■ Supplied material ■
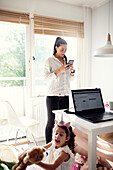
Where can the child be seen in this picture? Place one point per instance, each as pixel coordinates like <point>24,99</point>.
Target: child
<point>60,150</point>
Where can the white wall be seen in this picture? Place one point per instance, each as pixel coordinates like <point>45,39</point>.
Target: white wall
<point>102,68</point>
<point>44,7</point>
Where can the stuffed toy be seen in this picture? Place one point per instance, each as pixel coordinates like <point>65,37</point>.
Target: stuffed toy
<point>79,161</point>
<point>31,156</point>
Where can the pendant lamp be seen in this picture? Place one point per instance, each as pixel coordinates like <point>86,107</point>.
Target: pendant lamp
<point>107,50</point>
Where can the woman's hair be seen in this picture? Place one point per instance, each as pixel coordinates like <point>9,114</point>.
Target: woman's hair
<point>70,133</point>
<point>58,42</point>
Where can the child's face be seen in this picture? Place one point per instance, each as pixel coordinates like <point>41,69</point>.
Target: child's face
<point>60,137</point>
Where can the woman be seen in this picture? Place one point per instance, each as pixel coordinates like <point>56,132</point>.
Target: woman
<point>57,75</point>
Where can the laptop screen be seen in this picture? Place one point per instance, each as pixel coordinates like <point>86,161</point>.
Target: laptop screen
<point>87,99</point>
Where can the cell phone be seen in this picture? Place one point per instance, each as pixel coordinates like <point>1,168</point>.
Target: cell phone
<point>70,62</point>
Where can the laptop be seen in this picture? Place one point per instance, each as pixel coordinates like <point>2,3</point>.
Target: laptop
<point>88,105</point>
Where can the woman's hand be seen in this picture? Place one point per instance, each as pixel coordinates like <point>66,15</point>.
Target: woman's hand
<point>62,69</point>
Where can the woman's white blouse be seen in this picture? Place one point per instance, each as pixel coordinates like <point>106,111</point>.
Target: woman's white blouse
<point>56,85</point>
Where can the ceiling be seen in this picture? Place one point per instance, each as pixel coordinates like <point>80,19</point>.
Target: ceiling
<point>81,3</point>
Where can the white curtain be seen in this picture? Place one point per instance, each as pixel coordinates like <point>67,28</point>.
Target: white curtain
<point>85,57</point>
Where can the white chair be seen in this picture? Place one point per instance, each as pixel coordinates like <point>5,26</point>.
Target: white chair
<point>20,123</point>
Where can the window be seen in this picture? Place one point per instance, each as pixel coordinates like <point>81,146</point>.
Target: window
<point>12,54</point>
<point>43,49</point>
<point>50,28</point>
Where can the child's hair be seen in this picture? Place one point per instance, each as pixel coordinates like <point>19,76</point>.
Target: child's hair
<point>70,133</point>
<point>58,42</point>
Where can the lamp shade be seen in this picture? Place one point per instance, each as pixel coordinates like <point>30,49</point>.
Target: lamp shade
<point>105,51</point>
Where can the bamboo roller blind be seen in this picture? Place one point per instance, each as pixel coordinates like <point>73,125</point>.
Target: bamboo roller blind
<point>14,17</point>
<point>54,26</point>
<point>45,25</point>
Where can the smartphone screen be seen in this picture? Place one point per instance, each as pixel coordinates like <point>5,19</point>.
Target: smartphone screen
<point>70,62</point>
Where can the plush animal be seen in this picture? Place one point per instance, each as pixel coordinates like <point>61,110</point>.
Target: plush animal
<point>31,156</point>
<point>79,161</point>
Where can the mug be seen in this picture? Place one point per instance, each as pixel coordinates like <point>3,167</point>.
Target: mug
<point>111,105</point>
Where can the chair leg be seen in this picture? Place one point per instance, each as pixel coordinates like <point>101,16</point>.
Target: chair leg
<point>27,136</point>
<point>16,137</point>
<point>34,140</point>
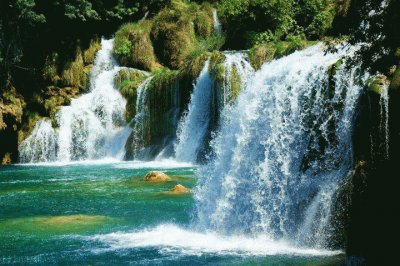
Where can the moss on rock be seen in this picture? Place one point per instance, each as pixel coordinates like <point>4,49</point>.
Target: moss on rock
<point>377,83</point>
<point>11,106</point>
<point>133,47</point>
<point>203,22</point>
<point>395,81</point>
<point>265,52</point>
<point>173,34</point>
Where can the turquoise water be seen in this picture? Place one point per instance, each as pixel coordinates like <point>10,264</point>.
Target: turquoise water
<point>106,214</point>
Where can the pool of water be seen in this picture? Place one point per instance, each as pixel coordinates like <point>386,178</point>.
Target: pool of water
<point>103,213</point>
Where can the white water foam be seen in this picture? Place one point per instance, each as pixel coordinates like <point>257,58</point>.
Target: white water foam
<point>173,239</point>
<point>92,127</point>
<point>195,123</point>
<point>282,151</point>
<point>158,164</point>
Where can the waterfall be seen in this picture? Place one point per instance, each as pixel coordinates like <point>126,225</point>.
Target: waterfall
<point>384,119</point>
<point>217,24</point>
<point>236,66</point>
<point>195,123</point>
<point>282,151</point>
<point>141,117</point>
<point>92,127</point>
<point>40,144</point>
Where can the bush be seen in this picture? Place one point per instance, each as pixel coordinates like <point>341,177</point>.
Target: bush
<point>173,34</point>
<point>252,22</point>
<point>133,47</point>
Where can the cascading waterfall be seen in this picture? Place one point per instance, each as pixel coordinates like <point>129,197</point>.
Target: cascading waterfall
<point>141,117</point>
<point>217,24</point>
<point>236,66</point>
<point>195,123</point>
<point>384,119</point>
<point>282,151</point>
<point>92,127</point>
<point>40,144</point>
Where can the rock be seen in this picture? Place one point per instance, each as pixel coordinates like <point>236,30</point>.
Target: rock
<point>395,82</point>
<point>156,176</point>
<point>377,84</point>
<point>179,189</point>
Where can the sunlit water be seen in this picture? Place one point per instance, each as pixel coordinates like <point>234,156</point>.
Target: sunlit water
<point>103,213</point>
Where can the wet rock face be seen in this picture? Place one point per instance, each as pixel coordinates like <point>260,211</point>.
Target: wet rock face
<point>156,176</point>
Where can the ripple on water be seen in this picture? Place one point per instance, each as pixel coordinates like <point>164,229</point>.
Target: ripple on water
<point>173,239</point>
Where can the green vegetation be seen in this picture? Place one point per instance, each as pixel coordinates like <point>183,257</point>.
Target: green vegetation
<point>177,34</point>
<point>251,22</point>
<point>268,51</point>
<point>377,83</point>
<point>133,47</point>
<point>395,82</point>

==

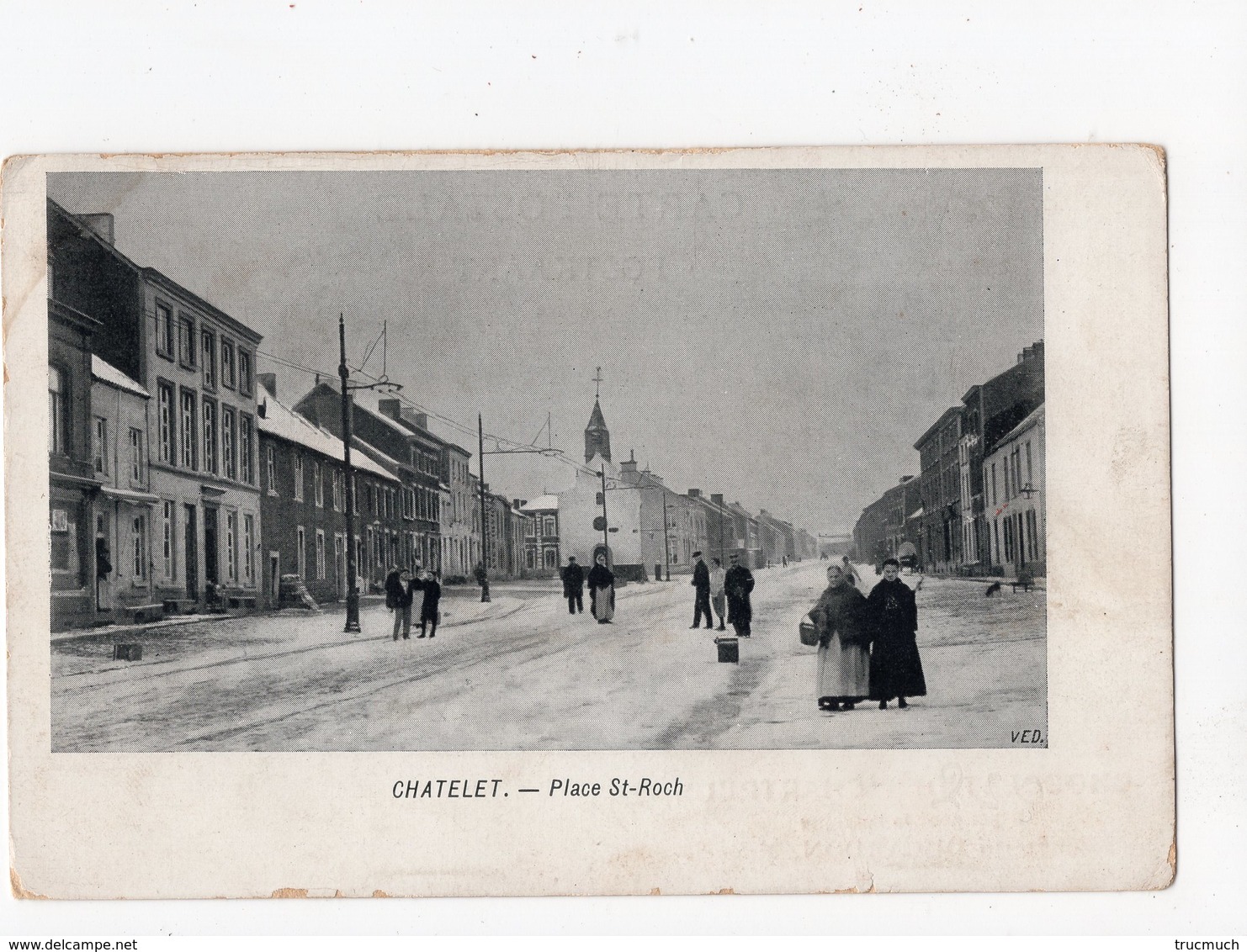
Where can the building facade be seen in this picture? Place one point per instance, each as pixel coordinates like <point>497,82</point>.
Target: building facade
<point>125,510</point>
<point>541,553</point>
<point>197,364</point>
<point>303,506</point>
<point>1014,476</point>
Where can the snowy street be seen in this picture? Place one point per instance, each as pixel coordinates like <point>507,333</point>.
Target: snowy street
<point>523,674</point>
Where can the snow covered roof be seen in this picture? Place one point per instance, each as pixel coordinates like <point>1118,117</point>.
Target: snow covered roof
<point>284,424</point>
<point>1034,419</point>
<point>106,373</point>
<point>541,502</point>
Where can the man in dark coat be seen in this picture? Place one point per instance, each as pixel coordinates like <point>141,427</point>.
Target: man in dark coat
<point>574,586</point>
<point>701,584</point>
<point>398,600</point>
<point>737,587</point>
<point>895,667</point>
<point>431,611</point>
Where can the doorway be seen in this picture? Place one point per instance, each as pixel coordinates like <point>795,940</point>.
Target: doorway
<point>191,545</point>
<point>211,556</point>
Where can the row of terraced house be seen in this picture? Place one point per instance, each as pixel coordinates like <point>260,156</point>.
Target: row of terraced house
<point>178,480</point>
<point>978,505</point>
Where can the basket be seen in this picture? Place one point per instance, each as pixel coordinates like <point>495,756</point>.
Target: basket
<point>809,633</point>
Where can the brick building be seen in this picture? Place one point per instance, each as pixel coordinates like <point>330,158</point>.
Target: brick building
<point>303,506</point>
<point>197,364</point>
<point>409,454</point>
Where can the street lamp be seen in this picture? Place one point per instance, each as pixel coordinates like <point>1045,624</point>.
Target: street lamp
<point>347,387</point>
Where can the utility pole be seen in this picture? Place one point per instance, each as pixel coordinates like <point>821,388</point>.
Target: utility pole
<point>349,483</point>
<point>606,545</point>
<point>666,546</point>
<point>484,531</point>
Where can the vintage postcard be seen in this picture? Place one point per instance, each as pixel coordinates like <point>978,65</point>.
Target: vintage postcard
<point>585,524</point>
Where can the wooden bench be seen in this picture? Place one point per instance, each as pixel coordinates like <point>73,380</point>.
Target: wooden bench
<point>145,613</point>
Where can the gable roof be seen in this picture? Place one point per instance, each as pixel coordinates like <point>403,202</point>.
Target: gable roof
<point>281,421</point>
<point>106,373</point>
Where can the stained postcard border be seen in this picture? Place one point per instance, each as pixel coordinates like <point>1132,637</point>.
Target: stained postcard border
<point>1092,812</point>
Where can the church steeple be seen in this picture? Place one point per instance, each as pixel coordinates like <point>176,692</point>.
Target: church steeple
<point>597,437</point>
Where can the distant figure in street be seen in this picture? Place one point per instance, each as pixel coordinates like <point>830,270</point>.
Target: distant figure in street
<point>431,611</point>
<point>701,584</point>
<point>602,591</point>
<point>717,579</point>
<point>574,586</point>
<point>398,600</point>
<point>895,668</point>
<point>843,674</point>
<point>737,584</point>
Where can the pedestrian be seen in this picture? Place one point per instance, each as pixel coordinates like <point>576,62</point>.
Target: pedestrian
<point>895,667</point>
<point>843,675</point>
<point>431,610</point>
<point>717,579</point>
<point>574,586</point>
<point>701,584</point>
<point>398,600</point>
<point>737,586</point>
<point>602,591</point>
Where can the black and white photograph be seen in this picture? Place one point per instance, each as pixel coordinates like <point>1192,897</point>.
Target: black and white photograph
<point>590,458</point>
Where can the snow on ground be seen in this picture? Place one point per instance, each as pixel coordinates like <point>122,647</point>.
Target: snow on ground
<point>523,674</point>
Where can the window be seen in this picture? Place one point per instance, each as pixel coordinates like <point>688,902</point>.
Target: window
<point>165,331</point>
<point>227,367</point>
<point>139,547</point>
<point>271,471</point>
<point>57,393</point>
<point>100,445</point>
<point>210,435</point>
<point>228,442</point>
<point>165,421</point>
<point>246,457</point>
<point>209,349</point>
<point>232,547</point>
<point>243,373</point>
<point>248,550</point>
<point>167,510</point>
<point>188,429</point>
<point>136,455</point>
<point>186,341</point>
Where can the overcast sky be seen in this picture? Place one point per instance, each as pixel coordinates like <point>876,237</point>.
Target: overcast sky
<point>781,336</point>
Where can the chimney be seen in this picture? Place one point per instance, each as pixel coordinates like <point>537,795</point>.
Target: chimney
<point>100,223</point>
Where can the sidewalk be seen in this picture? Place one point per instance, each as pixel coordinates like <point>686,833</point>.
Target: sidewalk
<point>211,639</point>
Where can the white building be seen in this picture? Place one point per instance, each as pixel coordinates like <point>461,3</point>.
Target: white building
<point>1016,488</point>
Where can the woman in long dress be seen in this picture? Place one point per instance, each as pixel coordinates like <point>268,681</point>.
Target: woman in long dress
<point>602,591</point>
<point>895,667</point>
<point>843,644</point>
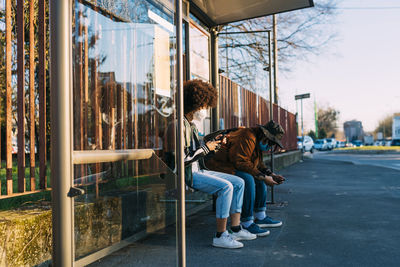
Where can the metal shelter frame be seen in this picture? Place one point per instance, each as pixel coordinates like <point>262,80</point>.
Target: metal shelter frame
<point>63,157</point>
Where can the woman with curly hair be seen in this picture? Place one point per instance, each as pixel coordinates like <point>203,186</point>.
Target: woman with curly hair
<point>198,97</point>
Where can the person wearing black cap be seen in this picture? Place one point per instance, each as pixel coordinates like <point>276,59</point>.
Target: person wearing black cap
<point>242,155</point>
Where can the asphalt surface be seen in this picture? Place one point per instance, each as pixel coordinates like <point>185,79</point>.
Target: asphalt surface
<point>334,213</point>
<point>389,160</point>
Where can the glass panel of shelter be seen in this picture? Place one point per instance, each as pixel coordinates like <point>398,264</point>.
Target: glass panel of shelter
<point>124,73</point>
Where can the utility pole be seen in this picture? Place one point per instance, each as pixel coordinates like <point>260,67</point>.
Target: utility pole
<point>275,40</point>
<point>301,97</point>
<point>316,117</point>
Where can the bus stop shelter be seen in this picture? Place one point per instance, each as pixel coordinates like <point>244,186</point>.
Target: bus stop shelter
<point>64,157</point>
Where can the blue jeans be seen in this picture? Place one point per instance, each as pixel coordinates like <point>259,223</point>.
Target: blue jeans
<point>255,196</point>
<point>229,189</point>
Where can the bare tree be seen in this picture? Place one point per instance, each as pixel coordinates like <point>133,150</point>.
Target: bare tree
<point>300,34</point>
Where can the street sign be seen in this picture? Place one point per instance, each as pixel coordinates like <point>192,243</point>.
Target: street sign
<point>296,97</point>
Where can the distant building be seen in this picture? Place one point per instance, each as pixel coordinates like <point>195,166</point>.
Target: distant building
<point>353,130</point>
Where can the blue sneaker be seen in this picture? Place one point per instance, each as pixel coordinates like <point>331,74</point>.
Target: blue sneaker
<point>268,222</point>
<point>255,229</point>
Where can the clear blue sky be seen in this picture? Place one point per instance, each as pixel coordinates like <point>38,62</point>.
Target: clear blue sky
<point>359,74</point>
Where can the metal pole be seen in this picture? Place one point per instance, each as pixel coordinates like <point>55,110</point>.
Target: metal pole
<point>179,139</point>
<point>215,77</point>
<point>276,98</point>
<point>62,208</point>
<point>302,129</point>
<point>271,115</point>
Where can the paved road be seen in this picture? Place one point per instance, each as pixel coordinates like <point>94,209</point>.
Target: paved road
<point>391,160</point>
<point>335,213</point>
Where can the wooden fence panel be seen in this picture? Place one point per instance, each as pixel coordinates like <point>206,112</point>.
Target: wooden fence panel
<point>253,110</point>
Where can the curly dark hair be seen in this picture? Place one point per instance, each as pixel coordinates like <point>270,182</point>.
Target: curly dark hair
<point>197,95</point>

■ Activity ■
Go to the line above that contains "Where can the chimney" and reproduce everything exactly from there through the line that contains "Where can the asphalt", leaving out the pictures.

■ Exercise response ■
Where can the chimney be seen in this picture? Place one point per instance, each as pixel coordinates like <point>537,795</point>.
Target: chimney
<point>100,223</point>
Where can the sidewalk be seen in this picture? Place one point per instance, each as pixel coordinates like <point>686,833</point>.
Target: sidewalk
<point>211,639</point>
Where can the white building be seen in this picture? Place one point per instance, each as pixel coordinates like <point>461,3</point>.
Target: white building
<point>1016,488</point>
Where can the woman in long dress be seen in this picture? Place one point per instance, each as pixel coordinates like <point>268,681</point>.
Target: woman in long dress
<point>602,591</point>
<point>895,667</point>
<point>843,644</point>
Where can the metal shelter frame be seen in this picture? Place one point per instance, each as pixel coordinates like <point>262,80</point>.
Target: metal shelter frame
<point>63,157</point>
Where can the woman with curly hair be seen in this picture? Place one point per instance, each as pixel coordinates like <point>203,186</point>.
Target: woman with curly hair
<point>198,97</point>
Where can the person wearing black cap be seen in this picture? Place one point per instance, each as pixel coordinates like <point>276,59</point>.
Target: person wearing black cap
<point>242,155</point>
Where can the asphalt surface be seen in this picture? Place one point per instance, each as pixel coordinates like <point>185,79</point>.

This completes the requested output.